WRITTEN REQUEST: Reproduce each of the following entries line for line, leaving every character unchanged.

Location identification entries:
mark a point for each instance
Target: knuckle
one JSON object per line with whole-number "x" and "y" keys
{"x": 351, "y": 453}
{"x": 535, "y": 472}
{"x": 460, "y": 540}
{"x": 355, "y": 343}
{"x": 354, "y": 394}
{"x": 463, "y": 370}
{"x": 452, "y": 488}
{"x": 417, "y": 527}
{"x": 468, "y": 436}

RESULT:
mark a point for each instance
Target: knuckle
one JSON object per line with whole-number "x" and "y" keys
{"x": 351, "y": 453}
{"x": 535, "y": 472}
{"x": 460, "y": 540}
{"x": 355, "y": 343}
{"x": 354, "y": 394}
{"x": 463, "y": 370}
{"x": 452, "y": 488}
{"x": 417, "y": 527}
{"x": 468, "y": 436}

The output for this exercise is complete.